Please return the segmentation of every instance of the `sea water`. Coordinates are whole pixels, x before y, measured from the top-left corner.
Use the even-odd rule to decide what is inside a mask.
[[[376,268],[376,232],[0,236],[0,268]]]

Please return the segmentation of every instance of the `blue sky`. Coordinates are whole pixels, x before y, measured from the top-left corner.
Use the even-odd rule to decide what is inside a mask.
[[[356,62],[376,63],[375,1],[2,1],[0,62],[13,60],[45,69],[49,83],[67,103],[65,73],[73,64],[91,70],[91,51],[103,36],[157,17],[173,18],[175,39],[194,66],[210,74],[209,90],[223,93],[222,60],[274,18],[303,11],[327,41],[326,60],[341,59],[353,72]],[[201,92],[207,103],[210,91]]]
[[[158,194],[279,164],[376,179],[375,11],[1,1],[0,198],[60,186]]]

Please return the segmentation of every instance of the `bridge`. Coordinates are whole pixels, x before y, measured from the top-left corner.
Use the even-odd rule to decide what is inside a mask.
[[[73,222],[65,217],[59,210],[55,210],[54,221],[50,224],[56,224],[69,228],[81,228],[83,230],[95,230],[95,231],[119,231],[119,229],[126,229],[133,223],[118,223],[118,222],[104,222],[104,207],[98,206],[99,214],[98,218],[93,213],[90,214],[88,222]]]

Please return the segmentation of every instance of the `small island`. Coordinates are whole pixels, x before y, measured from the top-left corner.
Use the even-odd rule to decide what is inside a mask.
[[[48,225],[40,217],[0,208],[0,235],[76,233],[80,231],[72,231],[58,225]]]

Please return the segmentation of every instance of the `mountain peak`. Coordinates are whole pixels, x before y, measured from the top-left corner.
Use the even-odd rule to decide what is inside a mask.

Given task: Please reproduce all of the records above word for word, keeping every line unchanged.

Solution:
Please return the segmentation of every instance of the `sea water`. Coordinates are whole pixels, x before y, measured from the top-left corner.
Use the even-odd rule to decide what is inside a mask.
[[[376,268],[376,232],[0,236],[0,268]]]

Please return the segmentation of every instance of the `blue sky`. Coordinates are whole pixels, x before y, measured from the top-left corner.
Use the even-odd rule to decide what is inside a mask.
[[[356,62],[376,63],[375,1],[2,1],[0,62],[13,60],[45,69],[49,83],[67,103],[65,73],[73,64],[91,70],[91,51],[103,36],[157,17],[173,18],[175,39],[194,66],[210,74],[209,90],[223,93],[222,60],[274,18],[303,11],[327,41],[326,60],[341,59],[353,72]],[[201,92],[207,103],[210,91]]]
[[[158,194],[279,164],[376,179],[375,11],[1,1],[0,198],[60,186]]]

Please return the segmentation of every instance of the `bridge`. Coordinates are whole pixels, x before y, measured from the top-left corner.
Use the even-odd rule to decide what is inside a mask.
[[[73,222],[65,217],[59,210],[55,210],[54,221],[50,224],[56,224],[69,228],[81,228],[83,230],[95,230],[95,231],[119,231],[119,229],[126,229],[133,223],[118,223],[118,222],[104,222],[104,207],[98,206],[99,214],[98,218],[93,213],[90,214],[88,222]]]

Please return the segmentation of every instance of the `small island`. Coordinates are whole pixels, x before y, measured from the top-left corner.
Use the even-odd rule to decide what is inside a mask.
[[[48,225],[40,217],[0,208],[0,235],[76,233],[80,231],[72,231],[58,225]]]

Please return the segmentation of every instance of the `mountain peak`. Coordinates are whole pixels, x before y, measured from the top-left corner.
Use the even-odd rule to decide what is inside a mask.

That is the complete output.